> [EXERCISE TASKS]
[A] Answer these questions from the Lake Mead forum post:
(i) Who is named as the author of the article?
(ii) Which user posted the topic, and at what date and time?
(iii) In what were the first set of human remains encased?
[B] Rewrite the paragraph of the Lake Mead forum post that begins "July 28, 2022 — The third body" as a bulleted list that keeps its main facts.
[C] List every personal name or username that appears in the Lake Mead forum post.

> [TEXT]
/---
Another Day, Another Body In The Desert: More Human Remains Found Near Lake Mead, The Ghost Of Tony Spilotro Still Felt

Post a reply

Confirmation code
Enter the code exactly as it appears. All letters are case insensitive.

BBCode is OFF
Smilies are OFF

Topic review
   

Expand view Topic review: Another Day, Another Body In The Desert: More Human Remains Found Near Lake Mead, The Ghost Of Tony Spilotro Still Felt

Another Day, Another Body In The Desert: More Human Remains Found Near Lake Mead, The Ghost Of Tony Spilotro Still Felt

by furiofromnaples » Sat Jul 30, 2022 8:40 am

Another Day, Another Body In The Desert: More Human Remains Found Near Lake Mead, The Ghost Of Tony Spilotro Still Felt


By Scott Burnstein

July 28, 2022

July 28, 2022 — The third body in as many months has been discovered off the shore of Lake Mead in Las Vegas. Lake Mead’s water level is in the midst of plummeting. The first set of human remains emerged in late April encased in a barrel. The second set, two weeks later.
\---
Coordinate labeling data
/---
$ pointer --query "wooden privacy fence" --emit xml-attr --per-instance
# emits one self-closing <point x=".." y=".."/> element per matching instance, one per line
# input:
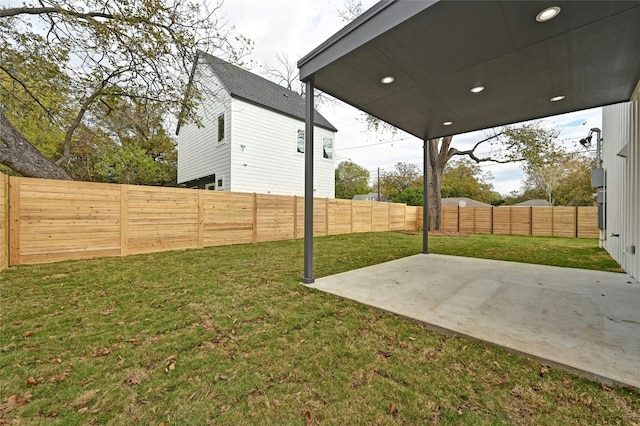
<point x="579" y="222"/>
<point x="47" y="220"/>
<point x="53" y="220"/>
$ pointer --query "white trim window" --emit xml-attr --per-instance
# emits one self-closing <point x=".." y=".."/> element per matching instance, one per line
<point x="300" y="141"/>
<point x="327" y="148"/>
<point x="221" y="129"/>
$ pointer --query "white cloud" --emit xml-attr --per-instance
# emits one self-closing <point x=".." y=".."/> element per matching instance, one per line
<point x="296" y="27"/>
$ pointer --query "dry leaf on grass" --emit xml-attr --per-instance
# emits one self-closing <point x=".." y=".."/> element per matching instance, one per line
<point x="32" y="381"/>
<point x="60" y="377"/>
<point x="14" y="401"/>
<point x="100" y="352"/>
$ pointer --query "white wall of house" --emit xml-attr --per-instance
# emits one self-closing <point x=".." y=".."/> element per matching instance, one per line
<point x="265" y="157"/>
<point x="199" y="151"/>
<point x="620" y="128"/>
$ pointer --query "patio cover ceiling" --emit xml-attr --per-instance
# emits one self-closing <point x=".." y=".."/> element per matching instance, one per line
<point x="438" y="50"/>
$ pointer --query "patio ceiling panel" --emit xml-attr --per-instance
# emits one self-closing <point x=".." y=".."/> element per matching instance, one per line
<point x="437" y="51"/>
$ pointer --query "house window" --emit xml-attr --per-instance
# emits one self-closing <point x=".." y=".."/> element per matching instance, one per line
<point x="327" y="148"/>
<point x="300" y="141"/>
<point x="221" y="128"/>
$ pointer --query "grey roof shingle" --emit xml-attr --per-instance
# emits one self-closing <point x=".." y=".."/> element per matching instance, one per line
<point x="253" y="88"/>
<point x="469" y="202"/>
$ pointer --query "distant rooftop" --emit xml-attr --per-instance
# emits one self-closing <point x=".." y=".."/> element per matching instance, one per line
<point x="252" y="88"/>
<point x="372" y="196"/>
<point x="532" y="203"/>
<point x="459" y="201"/>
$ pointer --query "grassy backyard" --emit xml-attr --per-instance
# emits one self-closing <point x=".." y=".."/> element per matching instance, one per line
<point x="227" y="335"/>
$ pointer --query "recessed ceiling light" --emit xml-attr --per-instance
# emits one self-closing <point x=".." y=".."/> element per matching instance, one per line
<point x="548" y="14"/>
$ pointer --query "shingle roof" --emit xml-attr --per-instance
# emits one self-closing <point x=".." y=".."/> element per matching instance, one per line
<point x="532" y="203"/>
<point x="469" y="202"/>
<point x="253" y="88"/>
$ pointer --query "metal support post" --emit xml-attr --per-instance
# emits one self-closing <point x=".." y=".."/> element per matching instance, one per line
<point x="308" y="184"/>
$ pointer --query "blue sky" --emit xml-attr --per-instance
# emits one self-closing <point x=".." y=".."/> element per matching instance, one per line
<point x="295" y="27"/>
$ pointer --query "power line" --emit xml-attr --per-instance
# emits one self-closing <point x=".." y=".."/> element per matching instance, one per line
<point x="374" y="144"/>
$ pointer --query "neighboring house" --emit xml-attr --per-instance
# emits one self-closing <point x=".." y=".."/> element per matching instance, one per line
<point x="372" y="196"/>
<point x="251" y="137"/>
<point x="462" y="202"/>
<point x="536" y="202"/>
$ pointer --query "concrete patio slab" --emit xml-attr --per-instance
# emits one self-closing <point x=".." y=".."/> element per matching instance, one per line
<point x="581" y="320"/>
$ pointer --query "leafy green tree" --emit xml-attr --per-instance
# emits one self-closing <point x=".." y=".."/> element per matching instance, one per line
<point x="527" y="143"/>
<point x="102" y="51"/>
<point x="351" y="179"/>
<point x="564" y="179"/>
<point x="575" y="188"/>
<point x="404" y="175"/>
<point x="413" y="196"/>
<point x="143" y="153"/>
<point x="464" y="178"/>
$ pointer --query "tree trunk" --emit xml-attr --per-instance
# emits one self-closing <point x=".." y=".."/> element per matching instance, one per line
<point x="438" y="157"/>
<point x="17" y="153"/>
<point x="435" y="200"/>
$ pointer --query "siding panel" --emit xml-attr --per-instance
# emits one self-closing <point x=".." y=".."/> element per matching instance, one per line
<point x="265" y="158"/>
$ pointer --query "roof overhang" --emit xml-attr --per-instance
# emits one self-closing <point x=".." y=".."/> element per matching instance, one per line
<point x="438" y="50"/>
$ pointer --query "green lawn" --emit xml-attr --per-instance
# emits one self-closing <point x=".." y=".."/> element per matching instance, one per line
<point x="227" y="335"/>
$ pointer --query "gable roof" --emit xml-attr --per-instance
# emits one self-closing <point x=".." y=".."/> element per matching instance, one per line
<point x="252" y="88"/>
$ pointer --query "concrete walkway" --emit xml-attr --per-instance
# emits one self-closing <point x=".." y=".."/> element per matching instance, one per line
<point x="584" y="321"/>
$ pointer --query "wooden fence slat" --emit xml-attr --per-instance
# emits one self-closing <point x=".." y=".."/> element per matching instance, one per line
<point x="14" y="220"/>
<point x="58" y="220"/>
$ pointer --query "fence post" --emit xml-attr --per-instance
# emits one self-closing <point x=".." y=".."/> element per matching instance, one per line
<point x="254" y="237"/>
<point x="295" y="217"/>
<point x="4" y="263"/>
<point x="371" y="221"/>
<point x="531" y="221"/>
<point x="493" y="209"/>
<point x="200" y="218"/>
<point x="511" y="221"/>
<point x="124" y="219"/>
<point x="14" y="220"/>
<point x="326" y="216"/>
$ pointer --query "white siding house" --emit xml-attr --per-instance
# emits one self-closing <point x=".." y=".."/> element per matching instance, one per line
\---
> [OUTPUTS FOR THE TASKS]
[A]
(i) Scott Burnstein
(ii) furiofromnaples, Sat Jul 30, 2022 8:40 am
(iii) A barrel

[B]
- Date: July 28, 2022
- A third body in as many months has been discovered off the shore of Lake Mead in Las Vegas.
- Lake Mead's water level is plummeting.
- The first set of human remains emerged in late April, encased in a barrel.
- The second set emerged two weeks later.

[C]
- Tony Spilotro
- furiofromnaples
- Scott Burnstein